BEGIN Page extract

In 1900, Orlik was traveling in East Asia, where he ought to learn directly from the Masters in Japan the techniques which fascinated him, in 1901 he wrote to Max Mount that he spent a vast fortune buying Japanese prints and works.
On his return in 1901 he began to prepare for an important exhibition which held place in the prestigious Cassirer gallery in Berlin.
. During the following year Orlik had a series of one-man shows in many venues, including one at the Rudolphinum in Prague at which the entire exhibition was bought by the Prague Kupferstichabinett.
His name and reputation was now presented in the same breath with great artists such as Gustav Klimt, Claude monet and Camille Pissaro. He had traveled to England and france, there he met Cezanne who influenced him greatly.
Orlik moved his studio to Berlin at the same time he was appointed to be the head of the department for graphic art and book illustration at the Academy of the Museum of Applied Arts in Berlin, he retained the job till his retirement at 1930.
In 1912 Orlik made another trip now heading north Africa, China, Korea, Japan and back to Europe through Siberia. In Egypt he created several stunning prints. After his return he continued to be a key member of the “Vienna succession” till his resignation in 1913.
Book design became an important part of Orlik’s oeuvre, he designed hundreds of books for friends and collectors.

END Page extract

▸ **Using the information**:
**a)** Sum up the text about Orlik in two sentences.
**b)** Repeat word for word the part of the text about Orlik that opens with the words containing "Orlik moved his" and closes with "resignation in 1913.".

BEGIN Listed entries

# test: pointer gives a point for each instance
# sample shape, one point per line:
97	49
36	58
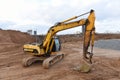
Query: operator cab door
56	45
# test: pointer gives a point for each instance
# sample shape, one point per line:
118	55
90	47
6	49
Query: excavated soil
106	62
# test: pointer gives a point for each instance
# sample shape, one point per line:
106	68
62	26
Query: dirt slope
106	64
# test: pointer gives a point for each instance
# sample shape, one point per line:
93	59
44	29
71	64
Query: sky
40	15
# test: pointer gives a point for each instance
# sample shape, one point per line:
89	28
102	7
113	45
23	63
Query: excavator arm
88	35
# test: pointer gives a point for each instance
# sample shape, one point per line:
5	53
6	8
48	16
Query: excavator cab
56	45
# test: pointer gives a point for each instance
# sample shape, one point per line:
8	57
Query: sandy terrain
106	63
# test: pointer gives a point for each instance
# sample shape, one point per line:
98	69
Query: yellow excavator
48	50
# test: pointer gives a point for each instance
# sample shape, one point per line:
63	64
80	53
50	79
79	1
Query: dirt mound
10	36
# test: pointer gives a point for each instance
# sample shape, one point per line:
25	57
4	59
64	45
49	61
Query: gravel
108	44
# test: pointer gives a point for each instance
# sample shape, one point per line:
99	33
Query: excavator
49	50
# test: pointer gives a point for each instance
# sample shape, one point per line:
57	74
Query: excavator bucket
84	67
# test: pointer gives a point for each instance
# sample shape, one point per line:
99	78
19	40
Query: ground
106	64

END Listed entries
BEGIN Listed entries

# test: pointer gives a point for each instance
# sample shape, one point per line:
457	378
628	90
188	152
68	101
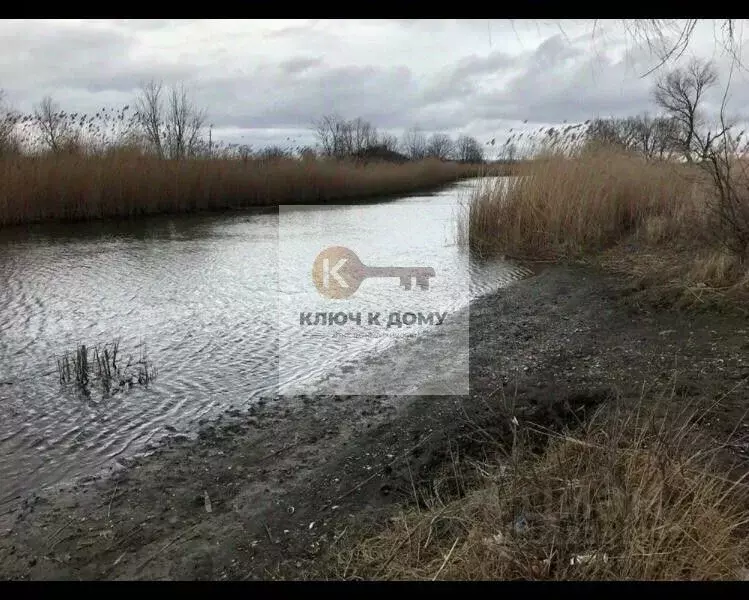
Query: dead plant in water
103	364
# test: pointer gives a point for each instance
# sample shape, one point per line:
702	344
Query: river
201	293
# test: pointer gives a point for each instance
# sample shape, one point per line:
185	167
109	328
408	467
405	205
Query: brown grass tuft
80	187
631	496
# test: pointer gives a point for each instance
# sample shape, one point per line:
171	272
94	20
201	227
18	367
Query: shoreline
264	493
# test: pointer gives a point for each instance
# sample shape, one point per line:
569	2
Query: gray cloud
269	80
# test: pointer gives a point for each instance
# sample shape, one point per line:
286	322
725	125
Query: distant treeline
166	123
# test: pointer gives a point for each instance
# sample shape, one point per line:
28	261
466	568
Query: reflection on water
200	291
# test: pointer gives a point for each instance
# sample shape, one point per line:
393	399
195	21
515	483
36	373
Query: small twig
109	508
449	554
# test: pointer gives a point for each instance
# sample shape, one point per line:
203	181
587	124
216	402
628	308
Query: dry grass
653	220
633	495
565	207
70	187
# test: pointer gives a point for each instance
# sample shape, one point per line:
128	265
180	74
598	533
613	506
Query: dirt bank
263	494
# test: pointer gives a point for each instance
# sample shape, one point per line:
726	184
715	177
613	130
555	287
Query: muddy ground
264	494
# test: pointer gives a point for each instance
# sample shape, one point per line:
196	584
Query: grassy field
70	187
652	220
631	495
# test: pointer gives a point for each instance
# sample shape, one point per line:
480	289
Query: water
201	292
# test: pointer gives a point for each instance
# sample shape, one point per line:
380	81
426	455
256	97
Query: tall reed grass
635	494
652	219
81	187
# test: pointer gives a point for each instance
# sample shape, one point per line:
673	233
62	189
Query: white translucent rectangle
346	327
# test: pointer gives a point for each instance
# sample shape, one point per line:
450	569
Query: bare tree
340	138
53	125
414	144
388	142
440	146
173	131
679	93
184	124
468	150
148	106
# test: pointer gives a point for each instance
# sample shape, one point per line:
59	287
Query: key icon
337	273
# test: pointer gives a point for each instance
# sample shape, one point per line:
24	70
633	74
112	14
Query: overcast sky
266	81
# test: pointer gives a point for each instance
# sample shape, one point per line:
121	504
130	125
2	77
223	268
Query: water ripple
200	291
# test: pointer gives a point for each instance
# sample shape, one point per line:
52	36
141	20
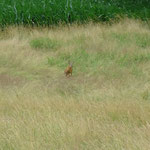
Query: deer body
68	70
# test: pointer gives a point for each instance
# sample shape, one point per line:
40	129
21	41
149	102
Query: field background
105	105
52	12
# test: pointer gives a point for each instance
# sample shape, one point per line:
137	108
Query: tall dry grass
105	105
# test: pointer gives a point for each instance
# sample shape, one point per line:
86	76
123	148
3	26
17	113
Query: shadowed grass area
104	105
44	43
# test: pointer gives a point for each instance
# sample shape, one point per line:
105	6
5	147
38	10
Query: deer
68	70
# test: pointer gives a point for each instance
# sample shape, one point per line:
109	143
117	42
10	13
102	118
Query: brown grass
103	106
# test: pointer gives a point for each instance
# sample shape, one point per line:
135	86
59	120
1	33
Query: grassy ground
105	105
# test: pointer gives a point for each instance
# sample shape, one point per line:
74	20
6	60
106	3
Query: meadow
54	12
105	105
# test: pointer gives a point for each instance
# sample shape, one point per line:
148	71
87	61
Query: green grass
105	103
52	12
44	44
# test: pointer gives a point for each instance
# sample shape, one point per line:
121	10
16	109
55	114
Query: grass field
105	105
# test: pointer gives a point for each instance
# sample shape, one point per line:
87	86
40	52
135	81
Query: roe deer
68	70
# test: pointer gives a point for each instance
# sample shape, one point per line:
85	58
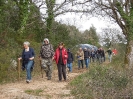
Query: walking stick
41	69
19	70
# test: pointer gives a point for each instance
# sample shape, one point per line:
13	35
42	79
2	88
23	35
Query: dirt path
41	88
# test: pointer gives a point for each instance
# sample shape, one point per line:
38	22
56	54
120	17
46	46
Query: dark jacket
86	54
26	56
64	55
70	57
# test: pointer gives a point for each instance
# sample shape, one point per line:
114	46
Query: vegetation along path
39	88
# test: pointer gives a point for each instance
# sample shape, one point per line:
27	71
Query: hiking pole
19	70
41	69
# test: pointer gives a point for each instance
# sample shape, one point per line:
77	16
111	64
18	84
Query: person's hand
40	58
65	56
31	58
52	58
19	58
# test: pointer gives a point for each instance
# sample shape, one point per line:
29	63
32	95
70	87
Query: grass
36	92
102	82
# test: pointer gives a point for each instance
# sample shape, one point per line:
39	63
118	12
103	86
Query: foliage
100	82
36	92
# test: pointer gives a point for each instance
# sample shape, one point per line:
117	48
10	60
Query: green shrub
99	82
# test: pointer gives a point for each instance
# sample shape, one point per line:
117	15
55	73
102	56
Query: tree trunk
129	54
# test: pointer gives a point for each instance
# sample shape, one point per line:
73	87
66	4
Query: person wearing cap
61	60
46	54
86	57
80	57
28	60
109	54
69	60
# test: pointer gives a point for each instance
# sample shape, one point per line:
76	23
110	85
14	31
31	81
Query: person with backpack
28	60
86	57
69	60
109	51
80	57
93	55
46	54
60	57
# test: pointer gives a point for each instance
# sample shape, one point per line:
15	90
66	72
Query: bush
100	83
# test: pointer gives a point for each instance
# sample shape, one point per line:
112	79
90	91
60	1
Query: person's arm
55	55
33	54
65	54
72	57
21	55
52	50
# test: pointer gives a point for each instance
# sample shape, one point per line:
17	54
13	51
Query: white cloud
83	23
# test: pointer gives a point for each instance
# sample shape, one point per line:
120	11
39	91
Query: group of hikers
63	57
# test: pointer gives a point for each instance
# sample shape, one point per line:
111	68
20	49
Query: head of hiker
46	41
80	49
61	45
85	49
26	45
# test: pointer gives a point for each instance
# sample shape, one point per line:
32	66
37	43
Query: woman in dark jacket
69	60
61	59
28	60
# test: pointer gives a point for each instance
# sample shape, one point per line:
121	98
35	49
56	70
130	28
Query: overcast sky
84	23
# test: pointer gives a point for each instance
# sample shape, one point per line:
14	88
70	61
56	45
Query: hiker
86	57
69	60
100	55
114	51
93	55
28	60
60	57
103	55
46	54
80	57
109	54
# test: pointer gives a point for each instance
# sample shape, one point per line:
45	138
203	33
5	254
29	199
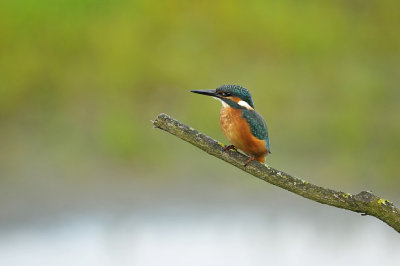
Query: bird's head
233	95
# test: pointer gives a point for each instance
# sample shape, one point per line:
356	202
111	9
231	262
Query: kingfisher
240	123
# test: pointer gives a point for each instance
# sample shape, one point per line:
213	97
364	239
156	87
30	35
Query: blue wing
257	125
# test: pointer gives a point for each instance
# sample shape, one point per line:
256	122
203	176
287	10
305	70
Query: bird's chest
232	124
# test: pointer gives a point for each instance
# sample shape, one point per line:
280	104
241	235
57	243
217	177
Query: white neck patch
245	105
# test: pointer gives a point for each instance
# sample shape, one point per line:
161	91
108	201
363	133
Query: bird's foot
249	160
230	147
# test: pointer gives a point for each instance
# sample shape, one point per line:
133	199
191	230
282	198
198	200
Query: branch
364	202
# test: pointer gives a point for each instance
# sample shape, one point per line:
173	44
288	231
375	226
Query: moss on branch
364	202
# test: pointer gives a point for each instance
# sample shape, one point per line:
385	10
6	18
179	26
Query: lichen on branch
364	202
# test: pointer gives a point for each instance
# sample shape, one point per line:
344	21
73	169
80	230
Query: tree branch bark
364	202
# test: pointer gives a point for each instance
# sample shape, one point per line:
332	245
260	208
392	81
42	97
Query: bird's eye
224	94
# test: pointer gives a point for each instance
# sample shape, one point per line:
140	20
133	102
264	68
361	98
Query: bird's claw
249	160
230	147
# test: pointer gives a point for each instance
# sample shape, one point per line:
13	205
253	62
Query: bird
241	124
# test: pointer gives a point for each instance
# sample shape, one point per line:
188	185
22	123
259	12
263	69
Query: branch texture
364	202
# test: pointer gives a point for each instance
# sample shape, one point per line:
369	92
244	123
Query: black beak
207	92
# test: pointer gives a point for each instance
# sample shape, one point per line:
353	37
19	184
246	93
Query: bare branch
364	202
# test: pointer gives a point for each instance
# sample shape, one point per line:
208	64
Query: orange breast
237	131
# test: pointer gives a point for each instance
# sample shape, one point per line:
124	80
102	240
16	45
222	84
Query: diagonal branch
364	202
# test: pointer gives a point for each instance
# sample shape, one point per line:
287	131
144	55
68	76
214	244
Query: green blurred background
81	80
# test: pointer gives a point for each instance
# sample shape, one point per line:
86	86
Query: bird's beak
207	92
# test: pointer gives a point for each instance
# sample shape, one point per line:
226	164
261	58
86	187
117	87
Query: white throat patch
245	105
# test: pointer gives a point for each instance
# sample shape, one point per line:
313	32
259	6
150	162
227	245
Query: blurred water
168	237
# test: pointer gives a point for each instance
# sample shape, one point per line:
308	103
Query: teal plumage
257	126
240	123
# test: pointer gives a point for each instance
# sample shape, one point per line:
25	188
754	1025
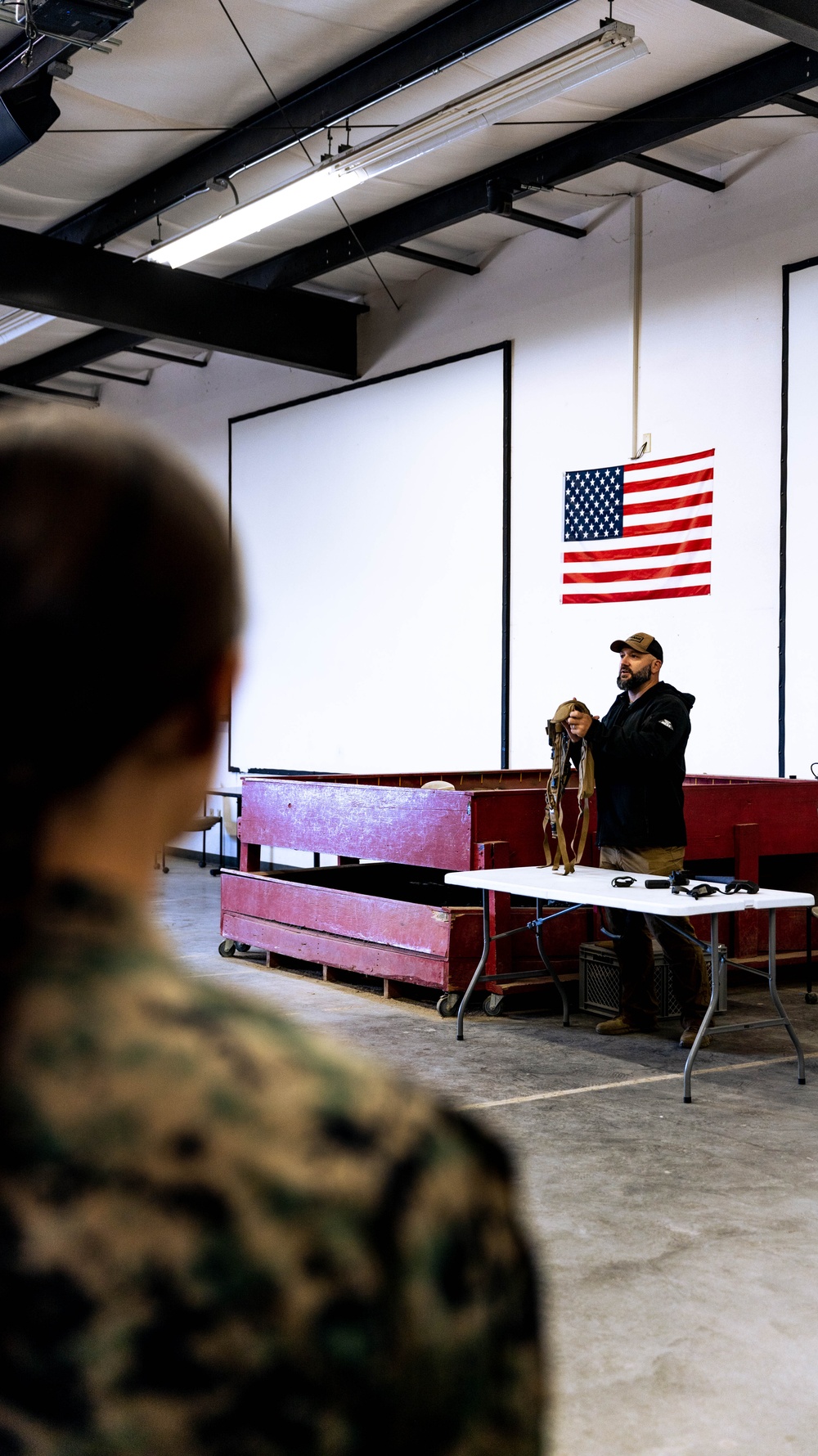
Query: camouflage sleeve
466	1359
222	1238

END Listed entries

▸ **Answers in order**:
**a)** After traveling in East Asia from 1900 to learn Japanese techniques, Orlik returned in 1901 and prepared an important exhibition at the Cassirer gallery in Berlin, followed by one-man shows that included one at the Rudolphinum in Prague, where the Prague Kupferstichabinett bought the entire exhibition. He headed the department for graphic art and book illustration at the Academy of the Museum of Applied Arts in Berlin until he retired in 1930, traveled in 1912 to north Africa, China, Korea and Japan, and designed hundreds of books for friends and collectors.

**b)**
Orlik moved his studio to Berlin at the same time he was appointed to be the head of the department for graphic art and book illustration at the Academy of the Museum of Applied Arts in Berlin, he retained the job till his retirement at 1930.
In 1912 Orlik made another trip now heading north Africa, China, Korea, Japan and back to Europe through Siberia. In Egypt he created several stunning prints. After his return he continued to be a key member of the “Vienna succession” till his resignation in 1913.